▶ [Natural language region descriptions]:
▬▬▬▬▬▬

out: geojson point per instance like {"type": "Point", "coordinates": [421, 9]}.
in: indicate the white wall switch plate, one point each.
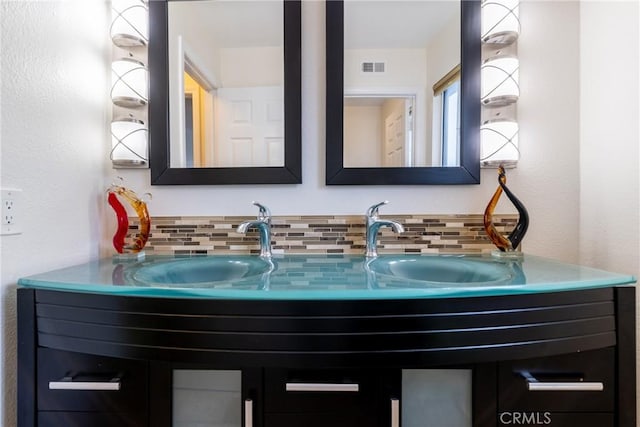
{"type": "Point", "coordinates": [11, 211]}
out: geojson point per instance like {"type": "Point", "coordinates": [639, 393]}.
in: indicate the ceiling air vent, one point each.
{"type": "Point", "coordinates": [373, 67]}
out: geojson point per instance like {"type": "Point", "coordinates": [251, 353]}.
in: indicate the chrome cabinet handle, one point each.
{"type": "Point", "coordinates": [395, 412]}
{"type": "Point", "coordinates": [534, 384]}
{"type": "Point", "coordinates": [67, 383]}
{"type": "Point", "coordinates": [248, 413]}
{"type": "Point", "coordinates": [339, 387]}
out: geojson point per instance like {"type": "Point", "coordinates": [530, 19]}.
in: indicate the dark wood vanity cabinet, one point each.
{"type": "Point", "coordinates": [562, 359]}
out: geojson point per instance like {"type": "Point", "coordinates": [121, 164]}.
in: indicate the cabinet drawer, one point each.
{"type": "Point", "coordinates": [555, 419]}
{"type": "Point", "coordinates": [93, 419]}
{"type": "Point", "coordinates": [333, 419]}
{"type": "Point", "coordinates": [568, 383]}
{"type": "Point", "coordinates": [319, 390]}
{"type": "Point", "coordinates": [78, 382]}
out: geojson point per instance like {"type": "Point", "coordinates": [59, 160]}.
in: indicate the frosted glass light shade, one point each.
{"type": "Point", "coordinates": [500, 21]}
{"type": "Point", "coordinates": [129, 83]}
{"type": "Point", "coordinates": [499, 143]}
{"type": "Point", "coordinates": [129, 23]}
{"type": "Point", "coordinates": [129, 143]}
{"type": "Point", "coordinates": [500, 81]}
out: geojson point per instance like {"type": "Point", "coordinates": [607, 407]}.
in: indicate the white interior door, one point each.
{"type": "Point", "coordinates": [251, 127]}
{"type": "Point", "coordinates": [394, 138]}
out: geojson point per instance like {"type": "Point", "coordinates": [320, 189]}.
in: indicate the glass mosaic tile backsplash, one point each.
{"type": "Point", "coordinates": [339, 234]}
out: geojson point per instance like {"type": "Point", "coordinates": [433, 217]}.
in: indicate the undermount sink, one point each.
{"type": "Point", "coordinates": [201, 271]}
{"type": "Point", "coordinates": [448, 271]}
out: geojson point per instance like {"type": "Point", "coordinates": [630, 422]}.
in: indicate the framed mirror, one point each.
{"type": "Point", "coordinates": [403, 92]}
{"type": "Point", "coordinates": [225, 101]}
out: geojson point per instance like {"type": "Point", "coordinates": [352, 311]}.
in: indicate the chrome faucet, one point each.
{"type": "Point", "coordinates": [373, 225]}
{"type": "Point", "coordinates": [263, 224]}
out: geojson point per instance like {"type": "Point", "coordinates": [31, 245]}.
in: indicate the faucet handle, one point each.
{"type": "Point", "coordinates": [372, 212]}
{"type": "Point", "coordinates": [263, 212]}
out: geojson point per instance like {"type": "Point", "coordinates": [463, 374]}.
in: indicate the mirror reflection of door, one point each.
{"type": "Point", "coordinates": [402, 47]}
{"type": "Point", "coordinates": [251, 127]}
{"type": "Point", "coordinates": [226, 83]}
{"type": "Point", "coordinates": [380, 130]}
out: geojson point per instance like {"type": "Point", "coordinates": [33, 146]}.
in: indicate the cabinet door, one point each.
{"type": "Point", "coordinates": [436, 397]}
{"type": "Point", "coordinates": [211, 398]}
{"type": "Point", "coordinates": [326, 397]}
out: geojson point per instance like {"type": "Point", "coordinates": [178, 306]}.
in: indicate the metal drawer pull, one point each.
{"type": "Point", "coordinates": [395, 412]}
{"type": "Point", "coordinates": [533, 384]}
{"type": "Point", "coordinates": [248, 413]}
{"type": "Point", "coordinates": [67, 383]}
{"type": "Point", "coordinates": [322, 387]}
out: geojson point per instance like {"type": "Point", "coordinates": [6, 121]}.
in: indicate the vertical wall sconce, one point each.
{"type": "Point", "coordinates": [500, 21]}
{"type": "Point", "coordinates": [130, 23]}
{"type": "Point", "coordinates": [129, 84]}
{"type": "Point", "coordinates": [129, 138]}
{"type": "Point", "coordinates": [500, 83]}
{"type": "Point", "coordinates": [499, 143]}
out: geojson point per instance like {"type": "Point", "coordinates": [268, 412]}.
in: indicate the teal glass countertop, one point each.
{"type": "Point", "coordinates": [324, 277]}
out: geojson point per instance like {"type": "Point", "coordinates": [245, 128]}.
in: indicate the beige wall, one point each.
{"type": "Point", "coordinates": [55, 144]}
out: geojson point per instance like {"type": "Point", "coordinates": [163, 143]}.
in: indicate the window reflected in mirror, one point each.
{"type": "Point", "coordinates": [401, 83]}
{"type": "Point", "coordinates": [226, 83]}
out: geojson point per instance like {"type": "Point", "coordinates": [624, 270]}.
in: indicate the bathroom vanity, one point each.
{"type": "Point", "coordinates": [327, 341]}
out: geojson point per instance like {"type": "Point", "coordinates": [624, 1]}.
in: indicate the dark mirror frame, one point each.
{"type": "Point", "coordinates": [469, 170]}
{"type": "Point", "coordinates": [161, 171]}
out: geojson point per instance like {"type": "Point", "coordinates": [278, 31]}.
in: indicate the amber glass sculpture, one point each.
{"type": "Point", "coordinates": [512, 241]}
{"type": "Point", "coordinates": [137, 243]}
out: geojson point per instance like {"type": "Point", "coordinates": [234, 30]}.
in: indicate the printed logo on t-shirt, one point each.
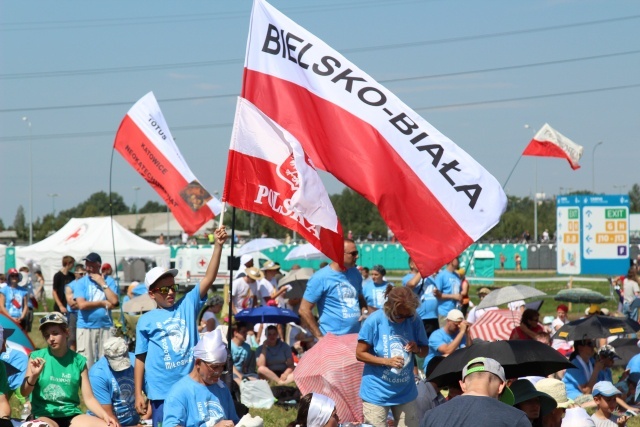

▬▬▬▬▬▬

▶ [What to produce]: Output every record above word for word, omitting any pictures they contain.

▶ [Reply]:
out: geojson point per instance like {"type": "Point", "coordinates": [421, 9]}.
in: indicate the white wall switch plate, one point each.
{"type": "Point", "coordinates": [11, 211]}
out: geojson point per instance like {"type": "Point", "coordinates": [639, 393]}.
in: indicate the ceiling air vent, one point each.
{"type": "Point", "coordinates": [373, 67]}
out: geojson point per instance like {"type": "Point", "coordinates": [251, 353]}.
in: indicate the chrome cabinet handle, one point each.
{"type": "Point", "coordinates": [395, 412]}
{"type": "Point", "coordinates": [534, 384]}
{"type": "Point", "coordinates": [67, 383]}
{"type": "Point", "coordinates": [248, 413]}
{"type": "Point", "coordinates": [339, 387]}
out: geojson point per instance like {"type": "Point", "coordinates": [530, 19]}.
in: indicate the dark wood vanity cabinet, one point each.
{"type": "Point", "coordinates": [562, 359]}
out: geojson point per instance like {"type": "Point", "coordinates": [121, 164]}.
in: indicate the cabinet drawer, one point each.
{"type": "Point", "coordinates": [555, 419]}
{"type": "Point", "coordinates": [93, 419]}
{"type": "Point", "coordinates": [333, 419]}
{"type": "Point", "coordinates": [568, 383]}
{"type": "Point", "coordinates": [319, 390]}
{"type": "Point", "coordinates": [78, 382]}
out: geojson point per instance like {"type": "Point", "coordinates": [59, 160]}.
in: indicate the frosted glass light shade, one point each.
{"type": "Point", "coordinates": [500, 21]}
{"type": "Point", "coordinates": [129, 83]}
{"type": "Point", "coordinates": [499, 143]}
{"type": "Point", "coordinates": [129, 23]}
{"type": "Point", "coordinates": [129, 143]}
{"type": "Point", "coordinates": [500, 81]}
out: geojson point per instance like {"type": "Point", "coordinates": [607, 407]}.
in: indicate the white interior door, one point each.
{"type": "Point", "coordinates": [251, 127]}
{"type": "Point", "coordinates": [394, 138]}
out: geojson point per instance like {"type": "Point", "coordinates": [320, 189]}.
in: indicate the glass mosaic tile backsplash, one point each.
{"type": "Point", "coordinates": [339, 234]}
out: geojson point per instance like {"type": "Point", "coordinates": [433, 217]}.
in: indicate the undermount sink, one point each.
{"type": "Point", "coordinates": [201, 271]}
{"type": "Point", "coordinates": [448, 271]}
out: geojson point per instance like {"type": "Point", "coordinates": [630, 422]}.
in: indicate the framed mirror, one point each.
{"type": "Point", "coordinates": [403, 92]}
{"type": "Point", "coordinates": [225, 101]}
out: geojson point per instance like {"type": "Point", "coordinates": [352, 311]}.
in: indicate the chrome faucet, one point each.
{"type": "Point", "coordinates": [373, 225]}
{"type": "Point", "coordinates": [263, 224]}
out: geojson point per instance like {"type": "Point", "coordinates": [31, 245]}.
in: indicate the faucet handle, one point each.
{"type": "Point", "coordinates": [372, 212]}
{"type": "Point", "coordinates": [263, 212]}
out: geojson point per instance like {"type": "Point", "coordinates": [463, 374]}.
in: indicate the mirror reflection of door, one point each.
{"type": "Point", "coordinates": [402, 47]}
{"type": "Point", "coordinates": [251, 127]}
{"type": "Point", "coordinates": [226, 83]}
{"type": "Point", "coordinates": [380, 130]}
out: geojson point per instance like {"type": "Point", "coordinates": [33, 146]}.
in: indicate the cabinet door, one point each.
{"type": "Point", "coordinates": [436, 397]}
{"type": "Point", "coordinates": [211, 398]}
{"type": "Point", "coordinates": [326, 397]}
out: geojson point per instance like {"type": "Point", "coordinates": [178, 306]}.
in: indicate the metal drawer pull, one point each.
{"type": "Point", "coordinates": [395, 412]}
{"type": "Point", "coordinates": [533, 384]}
{"type": "Point", "coordinates": [248, 413]}
{"type": "Point", "coordinates": [67, 383]}
{"type": "Point", "coordinates": [322, 387]}
out: geojson point per instance like {"type": "Point", "coordinates": [6, 121]}.
in: indicate the vertical wall sconce, one point each.
{"type": "Point", "coordinates": [500, 21]}
{"type": "Point", "coordinates": [130, 23]}
{"type": "Point", "coordinates": [129, 84]}
{"type": "Point", "coordinates": [129, 138]}
{"type": "Point", "coordinates": [500, 83]}
{"type": "Point", "coordinates": [499, 143]}
out: geojson point per instance like {"type": "Point", "coordinates": [268, 412]}.
in: indicate the teal glass countertop, one point each.
{"type": "Point", "coordinates": [324, 277]}
out: geojson point per instance like {"type": "Point", "coordinates": [245, 128]}.
in: indicate the beige wall, one point each.
{"type": "Point", "coordinates": [55, 144]}
out: geojson point per instance like {"type": "Point", "coordinates": [163, 143]}.
in: indicate the window reflected in mirror, one point each.
{"type": "Point", "coordinates": [401, 83]}
{"type": "Point", "coordinates": [226, 83]}
out: geojson point per instance like {"type": "Point", "coordinates": [624, 270]}.
in: indicate the bathroom vanity, one point each.
{"type": "Point", "coordinates": [327, 341]}
out: geojson point per instance like {"type": "Point", "coordinates": [624, 1]}.
in: indicate the dark mirror frame, one point each.
{"type": "Point", "coordinates": [469, 170]}
{"type": "Point", "coordinates": [161, 171]}
out: geojson point per instance like {"type": "Point", "coordinates": [278, 31]}.
in: indicate the amber glass sculpture, one point each.
{"type": "Point", "coordinates": [512, 241]}
{"type": "Point", "coordinates": [137, 243]}
out: geojson point per instance like {"type": "Point", "coordinates": [234, 30]}.
in: indicate the printed logo on t-shirt, one point each.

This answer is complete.